(Beginning of Data under study)
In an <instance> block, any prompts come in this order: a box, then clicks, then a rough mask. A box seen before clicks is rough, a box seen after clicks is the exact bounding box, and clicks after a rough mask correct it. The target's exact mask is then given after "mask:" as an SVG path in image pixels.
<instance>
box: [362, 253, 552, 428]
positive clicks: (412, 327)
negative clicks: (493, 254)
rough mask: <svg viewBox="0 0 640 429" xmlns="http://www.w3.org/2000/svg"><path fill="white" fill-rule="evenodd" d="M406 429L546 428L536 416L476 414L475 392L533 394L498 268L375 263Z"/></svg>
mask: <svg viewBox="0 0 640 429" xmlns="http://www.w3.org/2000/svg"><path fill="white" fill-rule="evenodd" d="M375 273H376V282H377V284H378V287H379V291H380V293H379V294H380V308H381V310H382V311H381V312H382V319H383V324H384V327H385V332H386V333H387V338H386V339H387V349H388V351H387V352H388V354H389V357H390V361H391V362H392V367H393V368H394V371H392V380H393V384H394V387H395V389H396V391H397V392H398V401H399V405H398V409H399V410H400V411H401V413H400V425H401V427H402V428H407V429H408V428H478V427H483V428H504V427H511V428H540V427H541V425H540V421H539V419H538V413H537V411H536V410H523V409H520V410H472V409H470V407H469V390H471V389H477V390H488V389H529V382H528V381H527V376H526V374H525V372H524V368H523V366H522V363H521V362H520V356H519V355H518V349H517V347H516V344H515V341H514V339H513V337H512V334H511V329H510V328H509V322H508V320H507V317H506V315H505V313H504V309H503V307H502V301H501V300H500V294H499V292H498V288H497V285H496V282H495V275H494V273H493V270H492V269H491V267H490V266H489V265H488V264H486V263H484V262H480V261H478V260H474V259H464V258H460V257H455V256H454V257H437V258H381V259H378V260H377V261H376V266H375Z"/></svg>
(End of Data under study)
## [Work required]
Copy out all of the data above verbatim, keeping every line and character unchanged.

## [Answer to this problem]
In an <instance> block, any prompts come in this order: a box, then clicks, then a rough mask. A box seen before clicks is rough, a box seen after clicks is the exact bounding box, and clicks after a rough mask correct it. The target's exact mask is then given after "mask:" as an SVG path in image pixels.
<instance>
box: [362, 253, 552, 428]
positive clicks: (412, 327)
negative clicks: (493, 254)
rough mask: <svg viewBox="0 0 640 429" xmlns="http://www.w3.org/2000/svg"><path fill="white" fill-rule="evenodd" d="M406 429L546 428L536 416L476 414L475 392L533 394L498 268L375 263Z"/></svg>
mask: <svg viewBox="0 0 640 429" xmlns="http://www.w3.org/2000/svg"><path fill="white" fill-rule="evenodd" d="M375 273H376V282H377V284H378V287H379V291H380V293H379V294H380V308H381V310H382V311H381V312H382V319H383V324H384V327H385V332H386V333H387V338H386V339H387V349H388V351H387V352H388V354H389V357H390V361H391V362H392V367H393V368H394V371H392V380H393V384H394V387H395V389H396V391H397V392H398V401H399V405H398V409H399V410H400V411H401V413H400V425H401V427H402V428H407V429H408V428H478V427H483V428H504V427H511V428H540V427H541V425H540V421H539V419H538V413H537V411H536V410H523V409H520V410H472V409H470V407H469V390H471V389H477V390H488V389H529V382H528V381H527V376H526V374H525V372H524V368H523V366H522V363H521V362H520V356H519V355H518V349H517V347H516V344H515V341H514V339H513V337H512V334H511V329H510V328H509V322H508V320H507V317H506V315H505V313H504V309H503V307H502V301H501V300H500V294H499V292H498V288H497V285H496V282H495V275H494V273H493V270H492V269H491V267H490V266H489V265H488V264H486V263H484V262H480V261H478V260H474V259H464V258H460V257H455V256H454V257H437V258H381V259H378V260H377V261H376V266H375Z"/></svg>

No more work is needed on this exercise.